* TASK TO COMPLETE *
Copy out the material below word for word, starting at its very beginning and ending with the line that contains "point(294, 249)". Leave the pictures out of your copy.

* * * *

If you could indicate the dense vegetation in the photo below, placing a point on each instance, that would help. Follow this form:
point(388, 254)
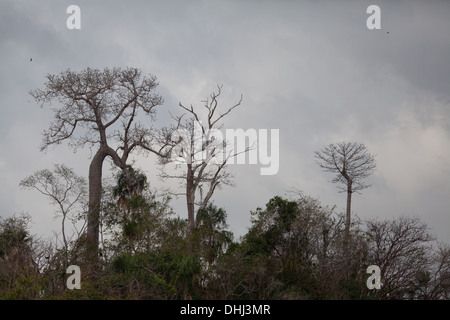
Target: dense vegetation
point(294, 249)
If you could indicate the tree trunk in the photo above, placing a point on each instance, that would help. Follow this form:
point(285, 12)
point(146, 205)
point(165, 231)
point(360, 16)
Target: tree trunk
point(95, 197)
point(190, 199)
point(349, 210)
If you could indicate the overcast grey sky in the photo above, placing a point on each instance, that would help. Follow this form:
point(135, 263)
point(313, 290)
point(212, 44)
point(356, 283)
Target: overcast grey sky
point(311, 69)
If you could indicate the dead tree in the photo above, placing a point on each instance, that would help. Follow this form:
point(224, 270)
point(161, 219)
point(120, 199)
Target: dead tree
point(196, 146)
point(99, 109)
point(352, 163)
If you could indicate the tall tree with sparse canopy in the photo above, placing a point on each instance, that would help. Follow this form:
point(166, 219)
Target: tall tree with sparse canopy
point(99, 109)
point(352, 163)
point(193, 144)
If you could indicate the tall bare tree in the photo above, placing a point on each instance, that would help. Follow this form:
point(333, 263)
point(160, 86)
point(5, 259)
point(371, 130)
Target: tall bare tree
point(65, 189)
point(101, 106)
point(352, 163)
point(195, 146)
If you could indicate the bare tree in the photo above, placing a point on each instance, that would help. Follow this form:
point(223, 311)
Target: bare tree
point(402, 249)
point(65, 189)
point(195, 145)
point(352, 163)
point(101, 106)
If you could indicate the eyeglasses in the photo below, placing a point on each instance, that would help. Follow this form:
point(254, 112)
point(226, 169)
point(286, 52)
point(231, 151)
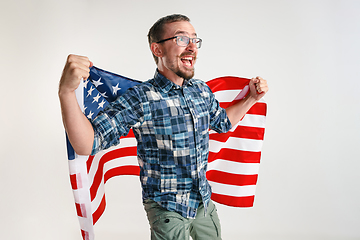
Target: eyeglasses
point(184, 41)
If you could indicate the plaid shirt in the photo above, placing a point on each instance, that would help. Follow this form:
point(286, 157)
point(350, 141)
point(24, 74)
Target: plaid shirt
point(171, 125)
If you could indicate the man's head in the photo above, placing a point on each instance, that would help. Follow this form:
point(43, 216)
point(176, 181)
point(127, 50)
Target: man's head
point(156, 32)
point(174, 44)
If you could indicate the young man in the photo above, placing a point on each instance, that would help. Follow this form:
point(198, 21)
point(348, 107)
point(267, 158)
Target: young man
point(170, 116)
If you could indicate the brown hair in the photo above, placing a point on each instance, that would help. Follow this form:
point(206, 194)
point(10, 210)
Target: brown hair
point(156, 31)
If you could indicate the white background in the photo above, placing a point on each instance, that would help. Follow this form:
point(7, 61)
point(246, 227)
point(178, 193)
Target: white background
point(309, 181)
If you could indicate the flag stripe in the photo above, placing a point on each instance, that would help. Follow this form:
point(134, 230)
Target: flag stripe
point(235, 156)
point(233, 201)
point(232, 190)
point(234, 167)
point(240, 132)
point(99, 210)
point(231, 178)
point(251, 145)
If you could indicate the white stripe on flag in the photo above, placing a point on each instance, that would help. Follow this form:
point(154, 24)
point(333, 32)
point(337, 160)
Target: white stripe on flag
point(234, 167)
point(243, 144)
point(232, 190)
point(250, 120)
point(126, 142)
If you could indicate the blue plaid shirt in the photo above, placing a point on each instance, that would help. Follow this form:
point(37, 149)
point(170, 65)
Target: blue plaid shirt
point(171, 125)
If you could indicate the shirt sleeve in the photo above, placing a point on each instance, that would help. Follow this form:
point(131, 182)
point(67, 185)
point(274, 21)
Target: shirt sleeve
point(116, 120)
point(219, 121)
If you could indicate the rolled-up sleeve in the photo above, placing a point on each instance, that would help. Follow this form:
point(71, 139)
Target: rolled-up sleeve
point(116, 120)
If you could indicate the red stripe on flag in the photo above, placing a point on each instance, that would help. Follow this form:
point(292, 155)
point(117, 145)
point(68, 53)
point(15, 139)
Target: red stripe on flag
point(73, 181)
point(240, 132)
point(78, 210)
point(235, 156)
point(258, 108)
point(231, 178)
point(227, 83)
point(123, 170)
point(85, 235)
point(100, 210)
point(233, 201)
point(116, 153)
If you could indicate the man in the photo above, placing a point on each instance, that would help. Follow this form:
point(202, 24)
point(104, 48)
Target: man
point(170, 116)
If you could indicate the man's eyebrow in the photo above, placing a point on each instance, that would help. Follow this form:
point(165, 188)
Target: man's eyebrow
point(184, 32)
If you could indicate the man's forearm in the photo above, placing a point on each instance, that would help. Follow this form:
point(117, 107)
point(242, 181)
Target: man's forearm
point(77, 126)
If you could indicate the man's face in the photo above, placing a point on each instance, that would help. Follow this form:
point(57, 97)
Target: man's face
point(177, 59)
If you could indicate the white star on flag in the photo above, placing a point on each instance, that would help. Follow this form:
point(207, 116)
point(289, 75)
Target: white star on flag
point(96, 99)
point(90, 91)
point(115, 89)
point(90, 114)
point(101, 105)
point(97, 83)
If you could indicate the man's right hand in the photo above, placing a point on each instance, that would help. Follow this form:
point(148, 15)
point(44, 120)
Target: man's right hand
point(77, 126)
point(76, 68)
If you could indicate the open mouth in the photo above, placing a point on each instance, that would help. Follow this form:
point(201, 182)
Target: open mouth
point(188, 61)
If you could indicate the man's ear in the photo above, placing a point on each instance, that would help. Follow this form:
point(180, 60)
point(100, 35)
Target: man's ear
point(156, 49)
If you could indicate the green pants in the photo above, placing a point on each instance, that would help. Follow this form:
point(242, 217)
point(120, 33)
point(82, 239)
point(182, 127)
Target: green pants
point(167, 225)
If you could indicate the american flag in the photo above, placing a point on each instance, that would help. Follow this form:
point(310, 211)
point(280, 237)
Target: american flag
point(234, 157)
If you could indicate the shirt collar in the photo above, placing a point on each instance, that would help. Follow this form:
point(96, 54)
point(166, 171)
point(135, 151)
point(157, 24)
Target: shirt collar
point(166, 85)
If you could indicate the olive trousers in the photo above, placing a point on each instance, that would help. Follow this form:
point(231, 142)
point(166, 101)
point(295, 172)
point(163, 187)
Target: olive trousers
point(168, 225)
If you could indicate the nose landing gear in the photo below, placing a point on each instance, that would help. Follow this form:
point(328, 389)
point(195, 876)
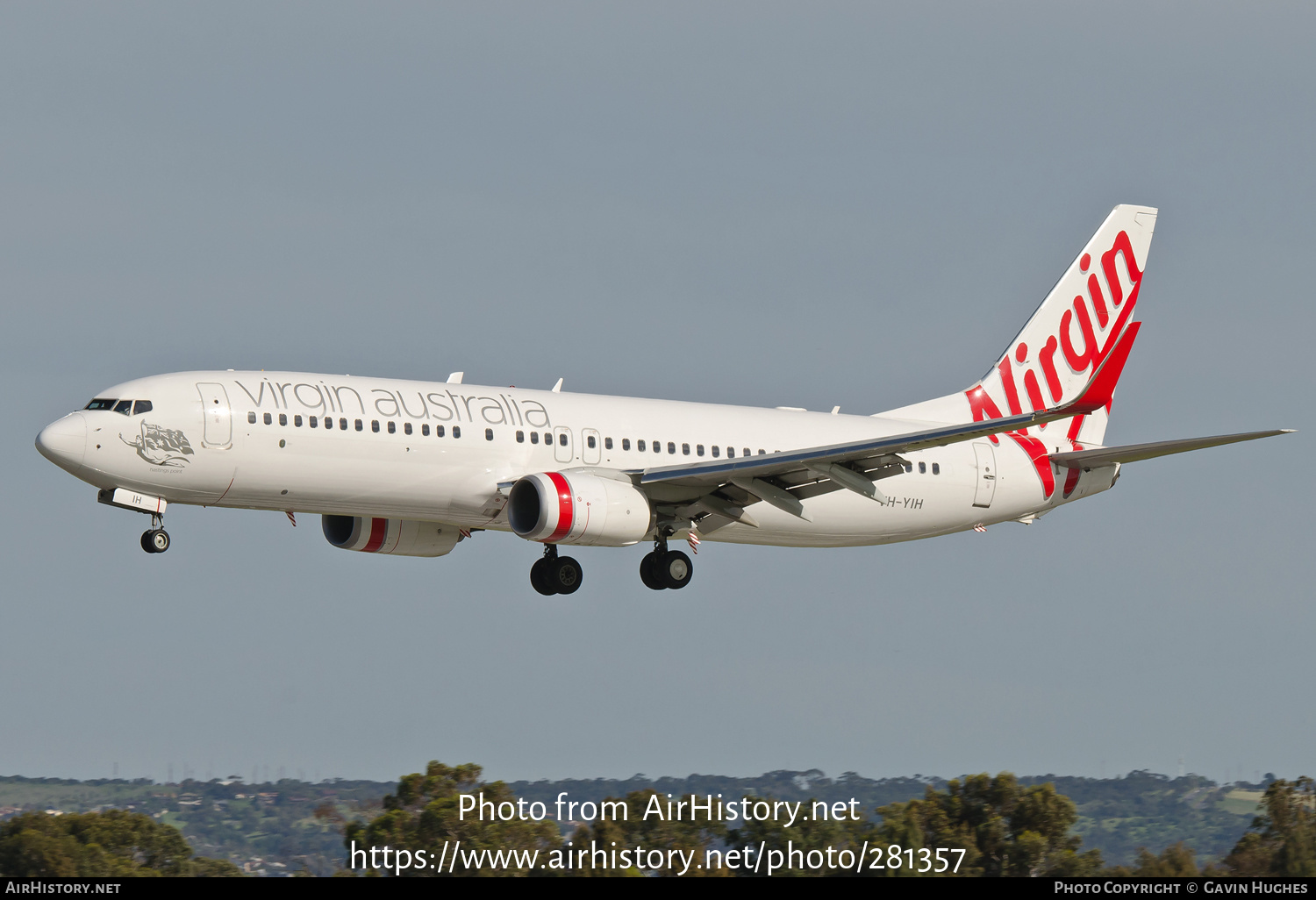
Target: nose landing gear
point(663, 568)
point(553, 574)
point(155, 539)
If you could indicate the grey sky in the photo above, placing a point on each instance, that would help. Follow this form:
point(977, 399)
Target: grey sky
point(745, 203)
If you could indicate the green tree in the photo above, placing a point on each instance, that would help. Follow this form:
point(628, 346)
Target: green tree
point(99, 845)
point(1005, 828)
point(1282, 841)
point(426, 813)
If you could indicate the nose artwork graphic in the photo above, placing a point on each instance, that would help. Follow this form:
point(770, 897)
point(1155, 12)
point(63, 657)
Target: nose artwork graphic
point(161, 446)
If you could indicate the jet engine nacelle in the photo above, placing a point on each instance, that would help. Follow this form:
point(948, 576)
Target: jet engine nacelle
point(578, 508)
point(397, 537)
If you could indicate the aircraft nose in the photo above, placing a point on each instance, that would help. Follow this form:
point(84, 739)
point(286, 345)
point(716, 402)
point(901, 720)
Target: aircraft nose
point(65, 441)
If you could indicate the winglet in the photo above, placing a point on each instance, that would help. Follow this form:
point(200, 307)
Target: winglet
point(1100, 389)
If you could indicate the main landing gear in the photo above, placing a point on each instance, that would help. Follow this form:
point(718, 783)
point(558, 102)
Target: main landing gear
point(155, 539)
point(665, 568)
point(554, 574)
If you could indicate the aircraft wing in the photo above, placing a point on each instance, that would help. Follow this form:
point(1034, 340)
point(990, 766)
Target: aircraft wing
point(1136, 452)
point(724, 487)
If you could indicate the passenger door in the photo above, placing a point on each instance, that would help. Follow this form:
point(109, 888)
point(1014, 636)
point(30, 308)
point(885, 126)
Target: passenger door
point(986, 482)
point(592, 450)
point(562, 447)
point(218, 415)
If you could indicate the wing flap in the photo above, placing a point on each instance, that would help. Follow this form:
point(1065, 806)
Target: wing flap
point(720, 471)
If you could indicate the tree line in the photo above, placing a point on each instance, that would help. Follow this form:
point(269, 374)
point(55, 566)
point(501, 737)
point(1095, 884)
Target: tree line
point(1005, 826)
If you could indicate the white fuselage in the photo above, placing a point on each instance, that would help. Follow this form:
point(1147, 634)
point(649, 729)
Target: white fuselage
point(205, 441)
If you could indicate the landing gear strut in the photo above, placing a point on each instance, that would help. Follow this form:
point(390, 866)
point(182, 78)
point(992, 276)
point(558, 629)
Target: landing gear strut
point(665, 568)
point(155, 539)
point(553, 574)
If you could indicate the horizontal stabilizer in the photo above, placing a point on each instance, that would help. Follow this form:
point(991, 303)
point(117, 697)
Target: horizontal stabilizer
point(1136, 452)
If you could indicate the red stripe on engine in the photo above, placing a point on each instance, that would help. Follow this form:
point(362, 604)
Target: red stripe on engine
point(565, 508)
point(378, 529)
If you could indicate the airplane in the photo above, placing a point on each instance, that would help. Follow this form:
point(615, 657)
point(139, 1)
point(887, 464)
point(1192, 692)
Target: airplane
point(411, 468)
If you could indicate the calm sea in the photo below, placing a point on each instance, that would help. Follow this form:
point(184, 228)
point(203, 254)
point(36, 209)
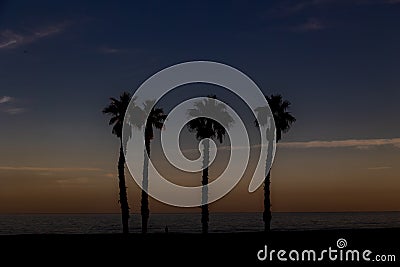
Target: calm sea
point(190, 223)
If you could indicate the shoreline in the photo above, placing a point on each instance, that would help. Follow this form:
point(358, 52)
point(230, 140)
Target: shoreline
point(188, 247)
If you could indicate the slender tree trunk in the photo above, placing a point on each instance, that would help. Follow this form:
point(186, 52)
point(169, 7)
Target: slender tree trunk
point(267, 216)
point(204, 182)
point(145, 212)
point(123, 199)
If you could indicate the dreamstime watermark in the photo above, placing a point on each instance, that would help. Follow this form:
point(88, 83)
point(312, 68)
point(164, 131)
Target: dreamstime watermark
point(153, 89)
point(338, 253)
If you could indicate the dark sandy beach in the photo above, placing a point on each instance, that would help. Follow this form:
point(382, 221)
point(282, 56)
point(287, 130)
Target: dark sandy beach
point(187, 249)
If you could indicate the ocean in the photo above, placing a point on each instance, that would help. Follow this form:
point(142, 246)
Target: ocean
point(11, 224)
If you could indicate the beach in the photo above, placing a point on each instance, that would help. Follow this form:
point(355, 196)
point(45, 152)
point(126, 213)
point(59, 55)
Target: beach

* * * *

* OUTPUT FOR THIS EXERCISE *
If you could indicate the dense vegetation in the photo below, placing a point on each instance, that would help. Follow this form:
point(388, 254)
Target: dense vegetation
point(294, 249)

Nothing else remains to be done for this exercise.